**** Texte présenté
A quels moments les tuteurs doivent-ils intervenir auprès des apprenants évoluant dans un environnement virtuel et immersif de formation ? Cette question peut être traitée de plusieurs points de vue :
- la temporalité simplifiée d’une action de formation : avant, pendant, après
- la temporalité complexe relative au scénario pédagogique et au scénario tutoral
- l’intentionnalité des interventions, et partant des fonctions investies par les tuteurs
La temporalité simplifiée d’une action de formation : avant, pendant, après
Toute action de formation peut être modélisée temporellement selon trois phases que sont l’avant diffusion, le pendant la diffusion, l’après diffusion. Les dispositifs de formation s’appuyant sur la technologie et introduisant peu ou prou la distance investissent massivement l’avant. Ainsi, créer un monde virtuel demande des compétences informatiques et graphiques dont la mise en œuvre nécessite un temps initial important. Il est à noter que ce temps de préparation, de l’avant diffusion, est celui du concepteur et non des tuteurs. Il peut toutefois être fait appel à l’expérience des tuteurs pour remonter les besoins d’aide des apprenants auxquels le dispositif devra répondre.
La temporalité complexe relative au scénario pédagogique et au scénario tutoral
Les scénarios pédagogique et tutoral sont mis au point dans l’avant diffusion. Ils sont la plupart du temps confiés aux concepteurs. Toutefois, lorsqu’ils ne possèdent pas de compétences particulières en ingénierie tutorale (cf. billets sur l’ingénierie tutorale) les tuteurs sont de bonnes personnes-ressources pour concevoir, dimensionner et quantifier les interventions tutorales. Lors de la diffusion de la formation, les tuteurs interviennent de deux manières. D’une part, selon les préconisations du scénario tutoral, d’autre part, de manière plus réactive pour répondre aux besoins de soutien non anticipés des apprenants. Dans le cadre d’une formation en monde immersif, le tuteur peut adopter des postures particulières (cf. L'avatuteur en vol, posture à concevoir). Jean-Paul Moiraud a, par exemple, abondamment illustré la position en surplomb de la scène jouée par les apprenants (cf. Vidéo - Observer et tutorer les apprenants en altitude). Si cette situation peut être scénarisée, et à mon sens devrait l’être ne serait-ce que pour en donner la visibilité aux apprenants et ainsi échapper au simple voyeurisme, il est évident que les interventions que le tuteur entreprendra pendant la diffusion, dépendront fortement du vécu instantané des apprenants. Les interventions tutorales après la diffusion seront davantage destinées à faciliter la distanciation par rapport à la situation immersive vécue.
********
**** Données de travail
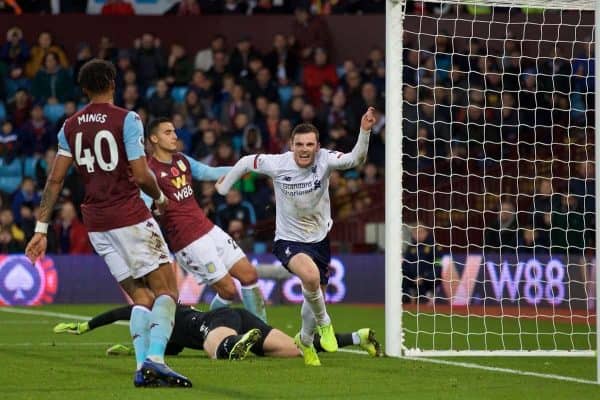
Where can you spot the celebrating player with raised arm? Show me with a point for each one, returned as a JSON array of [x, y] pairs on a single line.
[[200, 247], [107, 144], [303, 218]]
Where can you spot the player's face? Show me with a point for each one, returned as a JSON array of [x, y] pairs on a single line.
[[305, 146], [166, 137]]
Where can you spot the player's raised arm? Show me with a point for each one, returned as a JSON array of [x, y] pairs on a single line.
[[358, 155], [133, 133], [203, 172], [261, 163]]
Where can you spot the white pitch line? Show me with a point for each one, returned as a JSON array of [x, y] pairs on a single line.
[[52, 314], [504, 370], [428, 360]]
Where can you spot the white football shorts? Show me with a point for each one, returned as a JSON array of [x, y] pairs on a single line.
[[132, 251], [210, 258]]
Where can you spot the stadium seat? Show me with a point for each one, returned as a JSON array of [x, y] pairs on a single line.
[[54, 111], [11, 175], [29, 166], [285, 94], [150, 91], [178, 93]]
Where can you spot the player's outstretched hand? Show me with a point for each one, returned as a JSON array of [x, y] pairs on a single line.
[[218, 185], [36, 247], [368, 120]]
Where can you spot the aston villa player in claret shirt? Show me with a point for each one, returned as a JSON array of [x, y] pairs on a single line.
[[201, 248], [106, 145]]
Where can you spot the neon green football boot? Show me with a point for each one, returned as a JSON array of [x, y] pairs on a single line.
[[309, 352], [75, 328], [369, 343], [328, 340]]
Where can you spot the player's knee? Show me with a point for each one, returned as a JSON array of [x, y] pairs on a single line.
[[311, 279], [248, 276], [226, 289]]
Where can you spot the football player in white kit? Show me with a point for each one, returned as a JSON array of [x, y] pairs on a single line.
[[303, 218]]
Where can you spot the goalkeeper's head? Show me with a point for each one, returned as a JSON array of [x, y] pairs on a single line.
[[162, 136], [304, 142]]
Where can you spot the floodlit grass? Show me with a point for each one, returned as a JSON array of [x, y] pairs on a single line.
[[37, 364]]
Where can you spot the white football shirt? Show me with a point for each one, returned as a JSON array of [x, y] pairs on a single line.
[[303, 211]]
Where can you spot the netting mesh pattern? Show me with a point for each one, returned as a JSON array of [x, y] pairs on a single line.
[[498, 182]]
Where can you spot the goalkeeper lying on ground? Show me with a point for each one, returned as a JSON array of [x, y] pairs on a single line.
[[225, 333]]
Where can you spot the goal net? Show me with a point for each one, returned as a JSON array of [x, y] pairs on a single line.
[[498, 198]]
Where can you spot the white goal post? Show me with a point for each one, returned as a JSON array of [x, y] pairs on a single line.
[[493, 125]]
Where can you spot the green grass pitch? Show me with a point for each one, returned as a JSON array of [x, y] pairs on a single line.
[[37, 364]]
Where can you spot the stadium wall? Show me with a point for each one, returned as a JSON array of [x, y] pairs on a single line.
[[526, 281]]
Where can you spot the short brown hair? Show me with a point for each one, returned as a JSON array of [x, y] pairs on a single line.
[[304, 128]]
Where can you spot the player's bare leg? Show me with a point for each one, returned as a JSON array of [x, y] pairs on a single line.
[[252, 296], [162, 317], [226, 291], [278, 344], [305, 268], [226, 343]]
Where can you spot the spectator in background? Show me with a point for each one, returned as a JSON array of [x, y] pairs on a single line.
[[10, 7], [15, 81], [224, 156], [15, 51], [318, 73], [263, 86], [273, 143], [117, 7], [42, 166], [39, 51], [70, 232], [240, 57], [568, 234], [52, 83], [192, 109], [238, 232], [107, 49], [204, 57], [237, 104], [282, 63], [235, 208], [160, 103], [502, 233], [179, 66], [12, 238], [149, 59], [252, 141], [309, 32], [84, 54], [183, 133], [19, 108], [188, 8], [70, 109], [26, 195], [36, 135], [234, 7], [36, 7], [218, 70], [205, 148], [131, 98], [9, 146], [419, 266]]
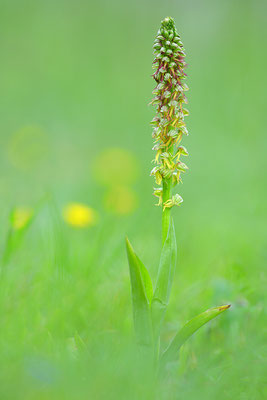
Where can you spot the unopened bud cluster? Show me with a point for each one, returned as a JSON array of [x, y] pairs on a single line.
[[169, 125]]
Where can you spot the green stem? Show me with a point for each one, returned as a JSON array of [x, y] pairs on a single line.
[[166, 214]]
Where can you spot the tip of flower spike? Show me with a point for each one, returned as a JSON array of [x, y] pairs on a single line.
[[222, 308], [168, 23]]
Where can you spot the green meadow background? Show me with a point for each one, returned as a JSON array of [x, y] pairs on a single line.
[[75, 80]]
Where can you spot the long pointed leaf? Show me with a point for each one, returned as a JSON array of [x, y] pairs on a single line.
[[146, 280], [164, 280], [141, 310], [172, 352]]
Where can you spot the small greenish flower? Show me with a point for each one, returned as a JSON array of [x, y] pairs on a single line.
[[169, 101]]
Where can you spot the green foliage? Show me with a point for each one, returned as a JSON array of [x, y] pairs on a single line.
[[140, 282], [169, 100], [164, 280], [171, 353]]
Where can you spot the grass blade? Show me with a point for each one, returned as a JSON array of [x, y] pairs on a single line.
[[172, 352], [140, 302]]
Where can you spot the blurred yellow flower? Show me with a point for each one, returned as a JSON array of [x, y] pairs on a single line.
[[115, 165], [20, 217], [79, 215], [120, 200]]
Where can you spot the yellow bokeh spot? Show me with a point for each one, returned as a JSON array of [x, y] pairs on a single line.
[[79, 215], [20, 217], [121, 200], [115, 165]]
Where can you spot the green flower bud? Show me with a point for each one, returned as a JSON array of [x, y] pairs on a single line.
[[170, 98]]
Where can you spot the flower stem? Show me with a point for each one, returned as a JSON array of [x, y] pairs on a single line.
[[166, 213]]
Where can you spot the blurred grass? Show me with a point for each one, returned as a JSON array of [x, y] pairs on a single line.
[[75, 80]]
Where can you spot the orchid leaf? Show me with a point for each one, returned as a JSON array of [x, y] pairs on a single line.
[[172, 352], [140, 302]]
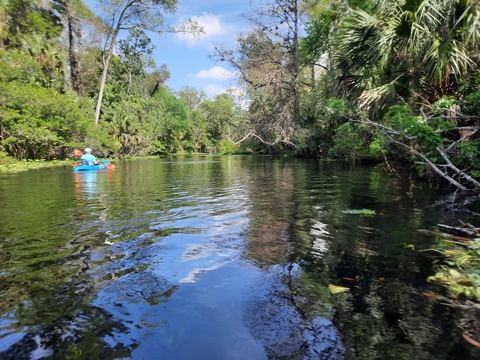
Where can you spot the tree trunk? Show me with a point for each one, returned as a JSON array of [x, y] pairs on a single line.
[[72, 55], [106, 63]]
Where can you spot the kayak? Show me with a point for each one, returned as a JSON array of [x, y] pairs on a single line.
[[104, 164]]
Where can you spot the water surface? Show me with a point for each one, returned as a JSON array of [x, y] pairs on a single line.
[[209, 257]]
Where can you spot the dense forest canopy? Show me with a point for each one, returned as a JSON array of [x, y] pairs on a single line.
[[381, 80]]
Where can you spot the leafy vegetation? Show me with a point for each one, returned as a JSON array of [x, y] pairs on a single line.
[[460, 269]]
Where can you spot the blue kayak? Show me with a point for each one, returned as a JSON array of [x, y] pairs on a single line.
[[104, 164]]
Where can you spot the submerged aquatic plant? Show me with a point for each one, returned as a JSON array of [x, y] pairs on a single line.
[[460, 271]]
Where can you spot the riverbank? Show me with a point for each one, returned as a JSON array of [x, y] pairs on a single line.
[[12, 166]]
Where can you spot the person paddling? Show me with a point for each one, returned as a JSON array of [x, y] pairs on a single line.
[[88, 158]]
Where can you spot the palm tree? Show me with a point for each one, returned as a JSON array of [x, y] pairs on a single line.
[[407, 46]]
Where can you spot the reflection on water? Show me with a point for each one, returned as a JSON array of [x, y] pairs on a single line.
[[205, 257]]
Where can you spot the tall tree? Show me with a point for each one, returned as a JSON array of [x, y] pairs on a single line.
[[267, 59], [134, 14], [73, 14], [420, 46]]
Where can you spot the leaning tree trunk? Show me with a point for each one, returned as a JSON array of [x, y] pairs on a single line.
[[106, 63]]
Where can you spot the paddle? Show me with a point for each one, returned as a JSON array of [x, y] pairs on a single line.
[[80, 153]]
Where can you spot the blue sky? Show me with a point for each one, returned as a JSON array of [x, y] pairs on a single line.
[[187, 58]]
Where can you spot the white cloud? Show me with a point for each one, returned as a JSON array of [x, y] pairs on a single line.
[[213, 90], [212, 27], [216, 72]]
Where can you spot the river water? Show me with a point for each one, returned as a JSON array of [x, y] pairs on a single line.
[[222, 257]]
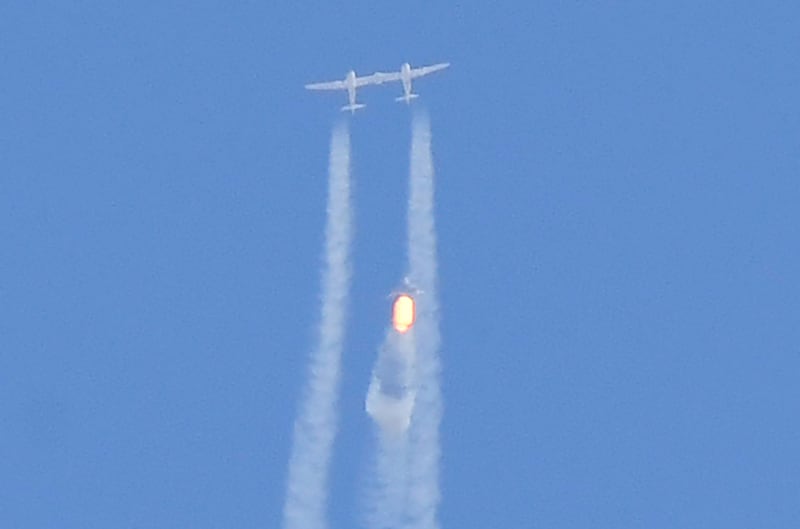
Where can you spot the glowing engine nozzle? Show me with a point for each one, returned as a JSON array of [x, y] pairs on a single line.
[[403, 313]]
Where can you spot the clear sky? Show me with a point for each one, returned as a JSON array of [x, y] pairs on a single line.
[[619, 246]]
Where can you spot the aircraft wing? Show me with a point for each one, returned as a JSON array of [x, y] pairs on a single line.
[[377, 78], [425, 70], [332, 85]]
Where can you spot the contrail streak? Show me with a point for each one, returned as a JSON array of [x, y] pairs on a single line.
[[315, 427], [424, 451], [404, 397]]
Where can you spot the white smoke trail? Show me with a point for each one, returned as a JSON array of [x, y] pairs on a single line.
[[315, 427], [404, 397], [424, 451]]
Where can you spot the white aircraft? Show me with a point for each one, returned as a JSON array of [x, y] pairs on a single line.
[[350, 83], [406, 74]]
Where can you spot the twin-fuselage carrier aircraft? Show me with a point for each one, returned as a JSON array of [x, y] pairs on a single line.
[[352, 81]]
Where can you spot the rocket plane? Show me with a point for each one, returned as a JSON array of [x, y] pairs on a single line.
[[404, 313]]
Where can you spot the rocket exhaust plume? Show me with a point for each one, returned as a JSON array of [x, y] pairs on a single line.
[[315, 427], [404, 397]]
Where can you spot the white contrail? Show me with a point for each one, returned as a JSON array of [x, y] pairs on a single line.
[[424, 451], [315, 427], [404, 397]]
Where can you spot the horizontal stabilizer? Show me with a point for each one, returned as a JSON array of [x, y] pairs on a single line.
[[352, 108], [406, 98]]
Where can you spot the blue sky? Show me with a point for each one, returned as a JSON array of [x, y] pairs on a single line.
[[617, 191]]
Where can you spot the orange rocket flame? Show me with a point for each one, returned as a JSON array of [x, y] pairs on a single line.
[[403, 313]]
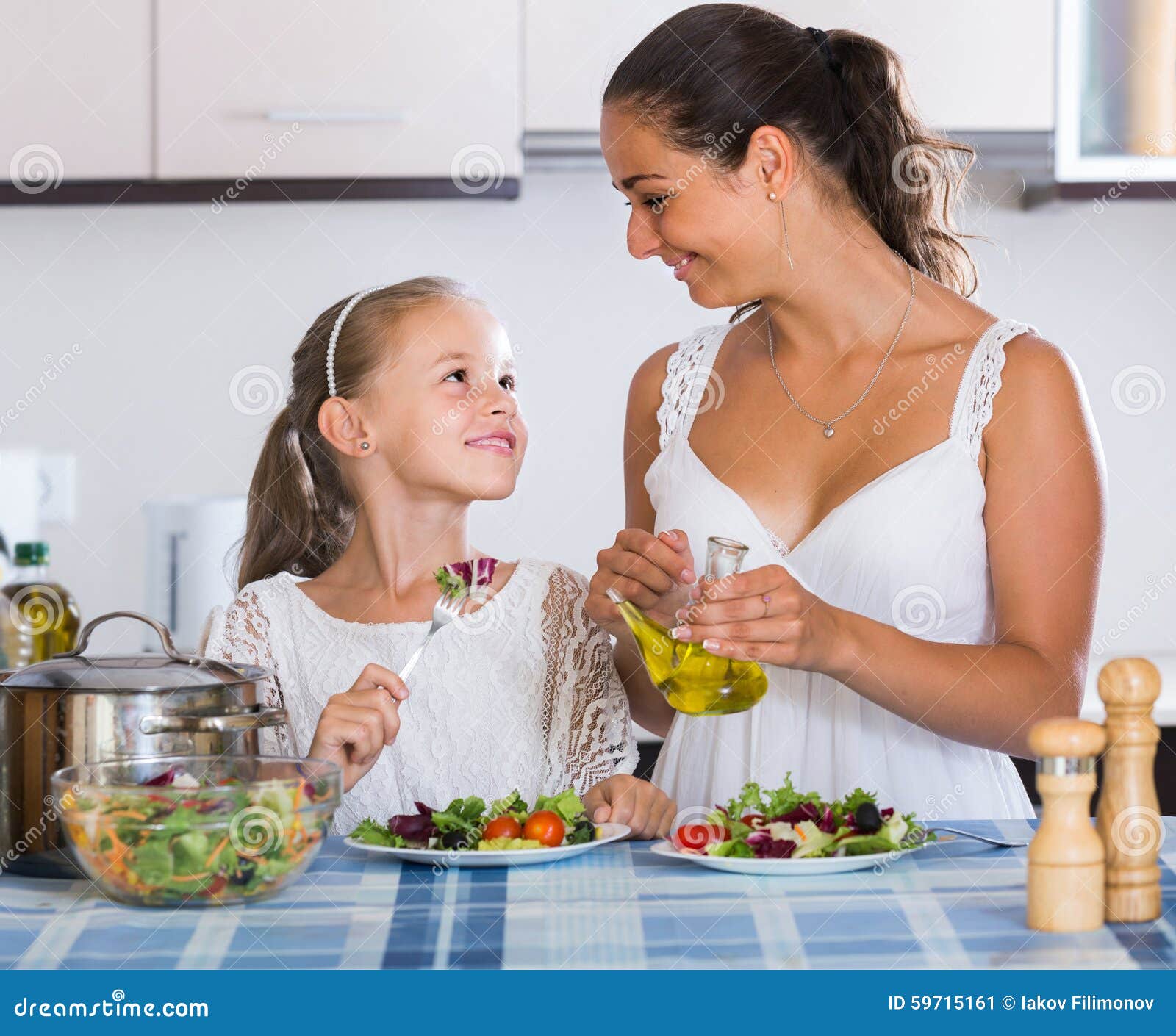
********
> [À compléter]
a – Pour chaque affirmation ci-dessous, indiquez par oui ou par non si elle concorde avec le texte sur l'intervention des tuteurs en environnement immersif, en citant les mots du texte qui tranchent. (i) Le temps de préparation de l'avant diffusion est celui des tuteurs. (ii) Les scénarios pédagogique et tutoral sont mis au point avant la diffusion. (iii) Après la diffusion, les interventions tutorales servent surtout à faciliter la distanciation par rapport à la situation immersive vécue.
b – Présentez sous forme de liste JSON de chaînes, une chaîne par ligne et sans les lignes vides, le passage des entrées qui commence à la ligne contenant « Where can you spot the player's raised » et s'achève à la ligne contenant « [[162, 136], [304, 142]] », ces deux lignes comprises.

> [Corrigé de l'exercice]
a –
(i) Non : « ce temps de préparation, de l’avant diffusion, est celui du concepteur et non des tuteurs. »
(ii) Oui : « Les scénarios pédagogique et tutoral sont mis au point dans l’avant diffusion. »
(iii) Oui : « Les interventions tutorales après la diffusion seront davantage destinées à faciliter la distanciation par rapport à la situation immersive vécue. »

b –
[
  "Where can you spot the player's raised arm? Show me with a point for each one, returned as a JSON array of [x, y] pairs on a single line.",
  "[[358, 155], [133, 133], [203, 172], [261, 163]]",
  "Where can you spot the white pitch line? Show me with a point for each one, returned as a JSON array of [x, y] pairs on a single line.",
  "[[52, 314], [504, 370], [428, 360]]",
  "Where can you spot the white football shorts? Show me with a point for each one, returned as a JSON array of [x, y] pairs on a single line.",
  "[[132, 251], [210, 258]]",
  "Where can you spot the stadium seat? Show me with a point for each one, returned as a JSON array of [x, y] pairs on a single line.",
  "[[54, 111], [11, 175], [29, 166], [285, 94], [150, 91], [178, 93]]",
  "Where can you spot the player's outstretched hand? Show me with a point for each one, returned as a JSON array of [x, y] pairs on a single line.",
  "[[218, 185], [36, 247], [368, 120]]",
  "Where can you spot the aston villa player in claret shirt? Show me with a point for each one, returned as a JSON array of [x, y] pairs on a single line.",
  "[[201, 248], [106, 145]]",
  "Where can you spot the neon green football boot? Show me with a point for each one, returned as a JSON array of [x, y] pairs on a single line.",
  "[[309, 352], [75, 328], [369, 343], [328, 340]]",
  "Where can you spot the player's knee? Show me with a point for each one, returned as a JSON array of [x, y] pairs on a single line.",
  "[[311, 279], [248, 276], [226, 289]]",
  "Where can you spot the football player in white kit? Show me with a point for each one, returned as a JSON array of [x, y] pairs on a single line.",
  "[[303, 218]]",
  "Where can you spot the goalkeeper's head? Show me with a point for each one, returned as a JSON array of [x, y] pairs on a single line.",
  "[[162, 136], [304, 142]]"
]